==== Texto proporcionado ====

Ninguna otra imagen -y abundan en los «Apuntes»- tiene
la fuerza de autocreación y autorrepresentación
iconográfica de esta que nos retrata a una niña
engolosinada con el furtivo placer de leer libros prohibidos. No
tan a escondidas, puesto que comparten el secreto varias muchachas,
leen y acaparan libros cuatro jóvenes de apariencia formal
que en el cuadro de Auguste Toulmouche, Dans la Bibliothèque (1869)
(Flint: 1993, 254; Ariès/Duby: 1991, 196-197, titulan El
fruto prohibido, Salón de 1865; también Manguel:
1998, 317) se dedican respectivamente a escuchar tras la puerta, no
sea que se acerque alguien y las sorprenda, a ascender una
escalerilla que permite acceder a los volúmenes más
altos, y a leer en pareja y con singular travesura el libro que ya
ha sido bajado de la estantería. Podemos imaginar a Emilia
niña efectuando el casi simultáneo movimiento de
espiar al intruso, apresurarse a arrebatar el libro y correr a
devorarlo con fiebre en la intimidad.
Su primera novela
en puridad, Pascual López, de 1879, nos ofrece la
imagen esquiva de una muchacha cuyo mayor encanto no reside,
ajuicio del narrador autodiegético y no precisamente amante
de los libros, en lo aprendido de ellos: «Lo mejor del caso consistía en que no
sacaba Pastora su ciencia de ningún libro, como no fuese del
Año Cristiano, de la Leyenda áurea o del Catecismo
explicado del padre Mazo, únicos que en su poder vi; pues ni
aun a las delicadezas místicas del Kempis se atrevía
su biblioteca»

==== Información extraída ====

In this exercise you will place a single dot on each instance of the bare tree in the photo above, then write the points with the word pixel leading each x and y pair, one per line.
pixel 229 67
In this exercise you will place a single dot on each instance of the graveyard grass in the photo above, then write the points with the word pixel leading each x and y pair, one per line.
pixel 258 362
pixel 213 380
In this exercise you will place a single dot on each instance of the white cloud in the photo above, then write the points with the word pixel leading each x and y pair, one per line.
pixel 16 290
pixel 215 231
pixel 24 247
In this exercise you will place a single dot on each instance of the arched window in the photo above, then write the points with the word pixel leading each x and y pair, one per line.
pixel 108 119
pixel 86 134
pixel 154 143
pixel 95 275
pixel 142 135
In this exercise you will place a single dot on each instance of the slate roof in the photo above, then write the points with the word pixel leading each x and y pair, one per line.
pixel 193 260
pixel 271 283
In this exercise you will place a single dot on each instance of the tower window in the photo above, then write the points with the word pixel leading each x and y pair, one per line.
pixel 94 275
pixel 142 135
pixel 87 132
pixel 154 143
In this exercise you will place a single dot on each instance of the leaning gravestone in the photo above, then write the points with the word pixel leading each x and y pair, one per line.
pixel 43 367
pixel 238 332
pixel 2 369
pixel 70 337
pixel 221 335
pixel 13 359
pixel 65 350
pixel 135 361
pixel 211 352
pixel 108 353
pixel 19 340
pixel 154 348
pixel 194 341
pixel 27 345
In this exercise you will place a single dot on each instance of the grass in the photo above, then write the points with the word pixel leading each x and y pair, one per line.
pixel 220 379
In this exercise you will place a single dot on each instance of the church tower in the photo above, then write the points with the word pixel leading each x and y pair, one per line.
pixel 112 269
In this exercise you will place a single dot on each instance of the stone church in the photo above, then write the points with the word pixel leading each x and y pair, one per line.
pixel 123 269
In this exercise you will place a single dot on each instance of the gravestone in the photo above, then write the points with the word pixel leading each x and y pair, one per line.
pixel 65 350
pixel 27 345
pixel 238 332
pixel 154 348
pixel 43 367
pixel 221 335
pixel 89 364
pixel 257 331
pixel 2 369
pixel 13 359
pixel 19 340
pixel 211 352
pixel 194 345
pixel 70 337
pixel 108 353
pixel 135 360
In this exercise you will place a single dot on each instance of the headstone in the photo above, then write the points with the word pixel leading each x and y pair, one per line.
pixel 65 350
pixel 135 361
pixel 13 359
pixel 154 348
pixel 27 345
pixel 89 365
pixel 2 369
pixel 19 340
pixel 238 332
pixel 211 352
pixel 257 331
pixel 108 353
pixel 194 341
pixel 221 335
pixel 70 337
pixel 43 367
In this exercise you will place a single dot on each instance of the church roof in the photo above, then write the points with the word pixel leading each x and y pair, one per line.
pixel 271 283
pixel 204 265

====

- _Enunciado escrito_
Transcriba del texto proporcionado el fragmento que va desde «(Flint: 1993, 254;» hasta «en la intimidad.».

- _La respuesta_
(Flint: 1993, 254; Ariès/Duby: 1991, 196-197, titulan El
fruto prohibido, Salón de 1865; también Manguel:
1998, 317) se dedican respectivamente a escuchar tras la puerta, no
sea que se acerque alguien y las sorprenda, a ascender una
escalerilla que permite acceder a los volúmenes más
altos, y a leer en pareja y con singular travesura el libro que ya
ha sido bajado de la estantería. Podemos imaginar a Emilia
niña efectuando el casi simultáneo movimiento de
espiar al intruso, apresurarse a arrebatar el libro y correr a
devorarlo con fiebre en la intimidad.